* FRAGMENTO DEL TEXTO:

******

Los artículos dedicados a la cuestión
educativa, tanto los relativos a la universidad como a la enseñanza media,
fueron previsiblemente ejemplares en este sentido y caracterizaron, en una
dirección congruente con la de Ocampo, las «nuevas responsabilidades» que les
incumbían a los docentes en la etapa que se iniciaba. Sumada a la preocupación
por revertir o corregir lo que advertían como «deficiencias y desvíos» propios
de la masificación, aparecía la inquietud y el interés por articular medidas
que ayudaran a prever e impedir una recaída en regímenes «totalitarios». En «La
formación del hombre libre», Juan Mantovani, el conocido pedagogo, miembro del
Colegio Libre de Estudios Superiores e integrante del consejo de redacción de
la revista Imago Mundi, instituciones representativas de la intelectualidad
opositora, sintetizaba el espíritu general, fuertemente personalista, que debía
impulsar la educación argentina en adelante. En este artículo, que recogía las
«Palabras leídas el 29 de octubre de ese año en la Facultad de Humanidades de
la Universidad Nacional de La Plata», Mantovani, que igual que Francisco Romero
y Vicente Fatone eran profesores cesanteados de esa universidad durante los
años peronistas, avanzaba sobre el futuro de la educación a partir de un
diagnóstico general, que luego precisaría en «Apariencia y realidad del
régimen», el texto publicado pocos meses más tarde en el número 239 de Sur.

******

* TU TAREA: Según el fragmento sobre la cuestión educativa, ¿en qué número de Sur se publicó «Apariencia y realidad del régimen»?

******

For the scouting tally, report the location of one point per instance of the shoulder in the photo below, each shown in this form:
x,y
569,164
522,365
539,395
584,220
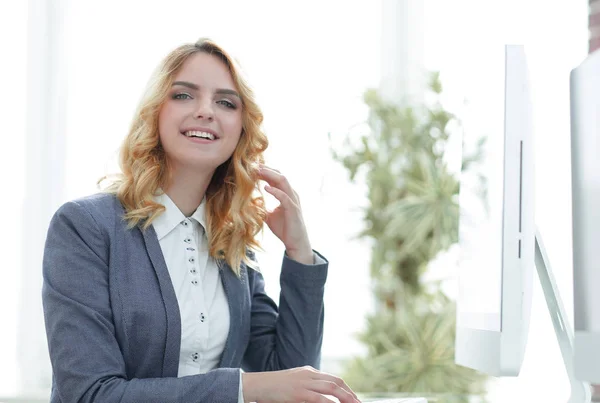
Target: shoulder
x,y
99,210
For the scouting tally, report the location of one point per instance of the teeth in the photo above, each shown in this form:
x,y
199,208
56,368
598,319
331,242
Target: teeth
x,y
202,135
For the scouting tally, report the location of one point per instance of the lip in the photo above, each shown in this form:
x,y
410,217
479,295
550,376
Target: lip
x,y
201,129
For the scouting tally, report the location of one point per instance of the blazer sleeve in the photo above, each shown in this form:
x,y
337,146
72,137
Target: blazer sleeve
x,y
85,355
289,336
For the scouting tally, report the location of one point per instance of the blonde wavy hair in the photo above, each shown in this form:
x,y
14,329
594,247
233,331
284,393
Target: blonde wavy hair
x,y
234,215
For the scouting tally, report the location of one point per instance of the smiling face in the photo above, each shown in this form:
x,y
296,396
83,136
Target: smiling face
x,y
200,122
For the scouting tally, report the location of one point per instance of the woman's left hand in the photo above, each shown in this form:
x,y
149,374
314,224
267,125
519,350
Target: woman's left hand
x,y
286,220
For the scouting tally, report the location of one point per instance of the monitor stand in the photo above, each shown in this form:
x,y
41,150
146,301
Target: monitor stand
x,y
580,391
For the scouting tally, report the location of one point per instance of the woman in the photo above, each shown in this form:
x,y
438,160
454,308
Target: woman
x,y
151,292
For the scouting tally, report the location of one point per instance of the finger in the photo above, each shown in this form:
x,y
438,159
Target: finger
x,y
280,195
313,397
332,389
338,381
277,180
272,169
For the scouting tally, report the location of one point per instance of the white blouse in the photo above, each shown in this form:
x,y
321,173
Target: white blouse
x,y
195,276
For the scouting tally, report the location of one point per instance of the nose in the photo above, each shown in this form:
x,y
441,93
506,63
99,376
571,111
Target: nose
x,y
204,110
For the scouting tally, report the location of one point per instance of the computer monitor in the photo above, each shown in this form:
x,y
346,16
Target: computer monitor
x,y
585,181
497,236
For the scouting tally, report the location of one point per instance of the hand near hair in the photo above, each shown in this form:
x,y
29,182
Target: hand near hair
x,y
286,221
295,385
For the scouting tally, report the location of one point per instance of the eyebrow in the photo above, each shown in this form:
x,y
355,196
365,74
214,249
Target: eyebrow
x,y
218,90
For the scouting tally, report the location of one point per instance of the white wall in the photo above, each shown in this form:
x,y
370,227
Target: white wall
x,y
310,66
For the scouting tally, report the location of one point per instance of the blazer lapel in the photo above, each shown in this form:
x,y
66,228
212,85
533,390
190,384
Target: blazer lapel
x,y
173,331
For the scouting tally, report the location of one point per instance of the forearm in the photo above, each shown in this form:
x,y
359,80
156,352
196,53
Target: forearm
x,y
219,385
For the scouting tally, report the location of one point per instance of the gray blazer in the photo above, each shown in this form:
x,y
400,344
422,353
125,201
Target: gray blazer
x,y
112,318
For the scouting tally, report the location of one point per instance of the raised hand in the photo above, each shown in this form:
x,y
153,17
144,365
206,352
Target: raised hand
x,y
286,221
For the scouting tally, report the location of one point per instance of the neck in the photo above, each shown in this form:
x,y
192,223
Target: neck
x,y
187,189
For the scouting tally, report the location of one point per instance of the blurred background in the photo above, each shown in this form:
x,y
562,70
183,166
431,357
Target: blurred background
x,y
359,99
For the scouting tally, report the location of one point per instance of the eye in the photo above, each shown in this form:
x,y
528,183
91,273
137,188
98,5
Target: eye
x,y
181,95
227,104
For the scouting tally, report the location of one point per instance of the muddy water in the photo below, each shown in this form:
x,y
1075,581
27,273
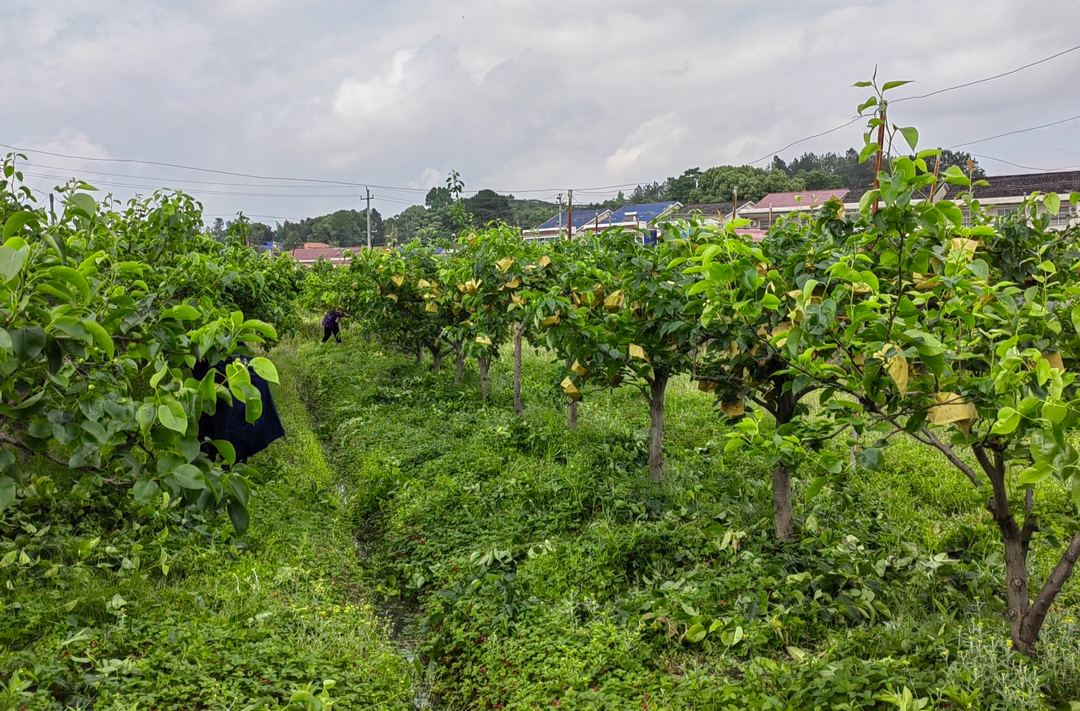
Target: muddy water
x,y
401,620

******

* RESPUESTA: En el número 239.